**Task goal:**
Repeat word for word the line with "positive clicks: (725, 267)" and every line after it until the records below run out.

[Saved data entries]
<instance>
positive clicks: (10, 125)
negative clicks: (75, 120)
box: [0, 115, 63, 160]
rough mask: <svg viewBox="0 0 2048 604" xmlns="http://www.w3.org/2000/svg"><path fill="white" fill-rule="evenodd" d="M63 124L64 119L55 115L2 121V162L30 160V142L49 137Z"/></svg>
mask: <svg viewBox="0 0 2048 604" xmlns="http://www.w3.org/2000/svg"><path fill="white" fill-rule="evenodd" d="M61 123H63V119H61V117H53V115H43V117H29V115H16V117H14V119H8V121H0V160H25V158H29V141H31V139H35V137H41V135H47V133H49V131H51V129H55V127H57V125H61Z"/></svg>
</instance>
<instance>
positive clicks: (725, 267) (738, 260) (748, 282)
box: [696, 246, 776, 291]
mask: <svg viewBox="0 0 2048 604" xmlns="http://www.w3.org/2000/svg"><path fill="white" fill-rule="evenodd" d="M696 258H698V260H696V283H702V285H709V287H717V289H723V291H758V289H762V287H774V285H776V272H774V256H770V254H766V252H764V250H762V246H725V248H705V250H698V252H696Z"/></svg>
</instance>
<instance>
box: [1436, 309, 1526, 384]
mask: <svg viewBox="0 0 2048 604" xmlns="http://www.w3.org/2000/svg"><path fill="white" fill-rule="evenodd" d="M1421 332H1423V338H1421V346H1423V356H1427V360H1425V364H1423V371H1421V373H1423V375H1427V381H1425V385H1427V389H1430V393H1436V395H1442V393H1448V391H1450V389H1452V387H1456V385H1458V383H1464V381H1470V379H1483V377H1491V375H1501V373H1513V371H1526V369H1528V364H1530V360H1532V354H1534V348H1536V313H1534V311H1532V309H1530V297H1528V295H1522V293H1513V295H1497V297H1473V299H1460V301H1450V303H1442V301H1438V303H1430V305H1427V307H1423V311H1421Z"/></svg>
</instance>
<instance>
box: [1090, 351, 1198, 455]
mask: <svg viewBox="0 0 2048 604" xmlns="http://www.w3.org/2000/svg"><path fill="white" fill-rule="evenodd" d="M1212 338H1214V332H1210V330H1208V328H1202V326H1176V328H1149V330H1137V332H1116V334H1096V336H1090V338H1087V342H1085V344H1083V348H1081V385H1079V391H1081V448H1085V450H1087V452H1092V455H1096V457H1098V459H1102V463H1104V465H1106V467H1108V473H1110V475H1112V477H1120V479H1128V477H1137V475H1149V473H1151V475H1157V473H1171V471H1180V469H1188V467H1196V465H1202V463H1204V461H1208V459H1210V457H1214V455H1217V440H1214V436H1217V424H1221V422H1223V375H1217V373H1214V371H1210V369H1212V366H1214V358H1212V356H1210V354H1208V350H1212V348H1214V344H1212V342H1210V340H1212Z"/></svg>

**Finished task:**
positive clicks: (725, 267) (738, 260) (748, 282)
box: [696, 246, 776, 291]
mask: <svg viewBox="0 0 2048 604" xmlns="http://www.w3.org/2000/svg"><path fill="white" fill-rule="evenodd" d="M696 258H698V260H696V283H702V285H709V287H717V289H723V291H758V289H762V287H774V285H776V272H774V256H770V254H766V252H764V250H762V246H725V248H705V250H698V252H696Z"/></svg>
</instance>
<instance>
box: [1436, 309, 1526, 384]
mask: <svg viewBox="0 0 2048 604" xmlns="http://www.w3.org/2000/svg"><path fill="white" fill-rule="evenodd" d="M1421 332H1423V338H1421V346H1423V356H1427V360H1425V364H1423V371H1421V373H1423V375H1427V381H1425V385H1427V389H1430V393H1436V395H1442V393H1448V391H1450V389H1452V387H1456V385H1458V383H1464V381H1470V379H1483V377H1491V375H1501V373H1513V371H1526V369H1528V364H1530V360H1532V354H1534V348H1536V313H1534V311H1532V309H1530V297H1528V295H1522V293H1513V295H1497V297H1473V299H1460V301H1450V303H1442V301H1438V303H1430V305H1427V307H1423V311H1421Z"/></svg>
</instance>
<instance>
box: [1090, 351, 1198, 455]
mask: <svg viewBox="0 0 2048 604" xmlns="http://www.w3.org/2000/svg"><path fill="white" fill-rule="evenodd" d="M1212 338H1214V332H1210V330H1208V328H1202V326H1176V328H1149V330H1137V332H1116V334H1096V336H1090V338H1087V342H1085V344H1083V348H1081V385H1079V391H1081V448H1085V450H1087V452H1092V455H1096V457H1098V459H1102V463H1104V465H1106V467H1108V473H1110V475H1112V477H1120V479H1128V477H1137V475H1149V473H1151V475H1157V473H1171V471H1180V469H1188V467H1196V465H1202V463H1204V461H1208V459H1210V457H1214V455H1217V440H1214V436H1217V424H1221V422H1223V375H1217V373H1214V371H1210V369H1212V366H1214V358H1212V356H1210V354H1208V350H1212V348H1214V344H1212V342H1210V340H1212Z"/></svg>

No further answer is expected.